YOUR GOAL: Exact reproduction is required for all entries.

RECORDED DATA:

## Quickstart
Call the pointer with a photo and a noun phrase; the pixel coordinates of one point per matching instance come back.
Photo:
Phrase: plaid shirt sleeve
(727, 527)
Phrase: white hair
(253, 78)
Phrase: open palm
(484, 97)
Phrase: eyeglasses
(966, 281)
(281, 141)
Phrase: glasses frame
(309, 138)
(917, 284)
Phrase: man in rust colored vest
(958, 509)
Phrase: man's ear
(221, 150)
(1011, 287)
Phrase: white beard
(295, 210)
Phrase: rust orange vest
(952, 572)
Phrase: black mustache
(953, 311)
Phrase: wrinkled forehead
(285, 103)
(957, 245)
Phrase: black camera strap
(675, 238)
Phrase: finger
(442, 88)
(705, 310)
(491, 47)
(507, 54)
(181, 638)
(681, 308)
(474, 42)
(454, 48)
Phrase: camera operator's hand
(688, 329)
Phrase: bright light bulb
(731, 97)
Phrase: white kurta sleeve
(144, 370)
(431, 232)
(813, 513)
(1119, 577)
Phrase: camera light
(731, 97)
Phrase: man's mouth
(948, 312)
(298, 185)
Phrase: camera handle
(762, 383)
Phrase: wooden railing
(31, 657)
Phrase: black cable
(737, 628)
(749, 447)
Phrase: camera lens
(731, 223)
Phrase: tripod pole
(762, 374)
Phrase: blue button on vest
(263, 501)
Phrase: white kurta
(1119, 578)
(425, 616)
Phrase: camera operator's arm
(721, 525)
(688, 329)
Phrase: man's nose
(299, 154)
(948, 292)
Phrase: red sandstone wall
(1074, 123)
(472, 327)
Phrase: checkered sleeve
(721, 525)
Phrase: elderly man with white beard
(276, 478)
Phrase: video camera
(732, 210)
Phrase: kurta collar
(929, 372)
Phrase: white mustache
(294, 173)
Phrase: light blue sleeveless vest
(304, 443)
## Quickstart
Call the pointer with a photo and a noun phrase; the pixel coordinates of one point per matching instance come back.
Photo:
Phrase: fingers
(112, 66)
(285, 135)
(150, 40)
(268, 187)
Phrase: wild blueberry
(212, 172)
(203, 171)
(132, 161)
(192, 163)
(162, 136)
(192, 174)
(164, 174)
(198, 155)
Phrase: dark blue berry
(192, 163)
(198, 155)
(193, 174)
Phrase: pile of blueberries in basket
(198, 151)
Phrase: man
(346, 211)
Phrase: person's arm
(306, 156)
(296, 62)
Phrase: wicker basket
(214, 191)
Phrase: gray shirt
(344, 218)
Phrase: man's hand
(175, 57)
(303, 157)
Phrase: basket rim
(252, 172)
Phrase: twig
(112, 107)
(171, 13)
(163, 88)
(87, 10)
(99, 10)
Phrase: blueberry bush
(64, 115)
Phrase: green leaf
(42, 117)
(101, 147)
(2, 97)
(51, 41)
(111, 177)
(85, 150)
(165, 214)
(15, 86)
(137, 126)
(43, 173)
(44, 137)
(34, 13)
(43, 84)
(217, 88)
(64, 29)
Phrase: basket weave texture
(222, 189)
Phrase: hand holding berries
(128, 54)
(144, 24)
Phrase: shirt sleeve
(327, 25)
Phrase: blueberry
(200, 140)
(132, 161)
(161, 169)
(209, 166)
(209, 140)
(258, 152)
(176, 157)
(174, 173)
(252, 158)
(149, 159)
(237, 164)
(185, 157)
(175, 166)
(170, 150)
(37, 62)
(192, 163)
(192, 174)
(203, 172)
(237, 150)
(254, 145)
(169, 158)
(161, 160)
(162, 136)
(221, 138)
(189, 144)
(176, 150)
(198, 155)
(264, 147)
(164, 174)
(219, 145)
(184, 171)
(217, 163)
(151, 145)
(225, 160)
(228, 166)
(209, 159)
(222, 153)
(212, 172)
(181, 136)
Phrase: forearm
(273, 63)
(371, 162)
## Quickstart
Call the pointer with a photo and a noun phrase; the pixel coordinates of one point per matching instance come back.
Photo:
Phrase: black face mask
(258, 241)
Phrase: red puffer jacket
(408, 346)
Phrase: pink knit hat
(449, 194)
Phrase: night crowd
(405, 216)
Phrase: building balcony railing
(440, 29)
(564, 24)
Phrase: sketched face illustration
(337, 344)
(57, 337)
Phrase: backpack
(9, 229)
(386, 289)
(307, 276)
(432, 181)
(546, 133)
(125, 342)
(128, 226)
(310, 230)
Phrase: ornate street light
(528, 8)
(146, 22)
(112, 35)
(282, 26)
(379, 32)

EXERCISE RESPONSE:
## Quickstart
Call the pointer with a photo and a noun phrase; the pixel coordinates of one point per matching instance come back.
Photo:
Phrase: plaid shirt sleeve
(727, 527)
Phrase: white hair
(253, 78)
Phrase: open palm
(484, 97)
Phrase: eyeglasses
(966, 281)
(281, 141)
Phrase: glasses frame
(309, 138)
(917, 284)
Phrase: man in rust colored vest
(958, 509)
Phrase: man's ear
(221, 150)
(1011, 287)
Phrase: white beard
(295, 210)
Phrase: rust orange vest
(952, 572)
Phrase: black mustache
(953, 311)
Phrase: wrinkled forehead
(285, 103)
(957, 245)
Phrase: black camera strap
(675, 238)
Phrase: finger
(442, 88)
(705, 310)
(491, 47)
(507, 54)
(181, 638)
(681, 308)
(474, 42)
(454, 48)
Phrase: camera operator's hand
(688, 329)
Phrase: bright light bulb
(731, 97)
Phrase: white kurta sleeve
(144, 370)
(431, 232)
(813, 513)
(1119, 577)
Phrase: camera light
(731, 97)
Phrase: man's mouth
(948, 312)
(298, 185)
Phrase: camera handle
(762, 383)
Phrase: wooden railing
(31, 657)
Phrase: black cable
(737, 628)
(749, 447)
Phrase: camera lens
(731, 223)
Phrase: tripod pole
(762, 374)
Phrase: blue button on vest
(263, 501)
Phrase: white kurta
(1119, 578)
(425, 616)
Phrase: camera operator's arm
(721, 525)
(688, 329)
Phrase: man's nose
(299, 154)
(948, 292)
Phrase: red sandstone wall
(1074, 123)
(472, 327)
Phrase: checkered sleeve
(721, 525)
Phrase: elderly man with white beard
(276, 478)
Phrase: video camera
(732, 210)
Phrase: kurta collar
(929, 372)
Phrase: white mustache
(294, 173)
Phrase: light blue sleeveless vest
(304, 443)
## Quickstart
Call the pointer with a photo and a noun phrase; the pixel coordinates of one point per matching instance come back.
Photo:
Phrase: fingers
(112, 66)
(285, 135)
(150, 40)
(268, 187)
Phrase: wild blueberry
(212, 172)
(203, 171)
(132, 161)
(192, 163)
(162, 136)
(192, 174)
(164, 174)
(198, 155)
Phrase: dark blue berry
(192, 163)
(198, 155)
(193, 174)
Phrase: pile of blueberries in basket
(198, 151)
Phrase: man
(346, 211)
Phrase: person's arm
(306, 156)
(296, 62)
Phrase: wicker basket
(214, 191)
Phrase: gray shirt
(344, 218)
Phrase: man's hand
(175, 57)
(303, 157)
Phrase: basket rim
(252, 172)
Phrase: twig
(112, 107)
(171, 13)
(163, 88)
(87, 10)
(99, 10)
Phrase: blueberry bush
(64, 115)
Phrase: green leaf
(42, 117)
(101, 147)
(2, 97)
(51, 41)
(111, 177)
(85, 150)
(165, 214)
(15, 86)
(137, 126)
(43, 173)
(44, 137)
(34, 13)
(43, 84)
(217, 88)
(64, 29)
Phrase: basket weave texture
(222, 189)
Phrase: hand holding berries
(128, 54)
(144, 24)
Phrase: shirt sleeve
(327, 25)
Phrase: blueberry
(200, 140)
(132, 161)
(161, 169)
(209, 166)
(209, 140)
(258, 152)
(176, 157)
(174, 173)
(252, 158)
(149, 159)
(237, 164)
(185, 157)
(175, 166)
(170, 150)
(37, 62)
(192, 163)
(192, 174)
(203, 172)
(237, 150)
(254, 145)
(169, 158)
(161, 160)
(162, 136)
(221, 138)
(189, 144)
(176, 150)
(198, 155)
(264, 147)
(164, 174)
(219, 145)
(184, 171)
(217, 163)
(151, 145)
(225, 160)
(228, 166)
(209, 159)
(222, 153)
(212, 172)
(181, 136)
Phrase: forearm
(273, 63)
(371, 162)
## Quickstart
Call the pointer with a photo and a noun phrase; the pixel coordinates of one point per matching instance come back.
Photo:
Phrase: black face mask
(258, 241)
Phrase: red puffer jacket
(408, 346)
Phrase: pink knit hat
(449, 194)
Phrase: night crowd
(405, 216)
Phrase: building balcony railing
(440, 29)
(564, 24)
Phrase: sketched face illustration
(337, 344)
(57, 337)
Phrase: backpack
(9, 229)
(386, 289)
(307, 276)
(432, 181)
(546, 133)
(125, 342)
(128, 226)
(310, 230)
Phrase: ornate street light
(528, 8)
(146, 22)
(112, 35)
(282, 26)
(379, 32)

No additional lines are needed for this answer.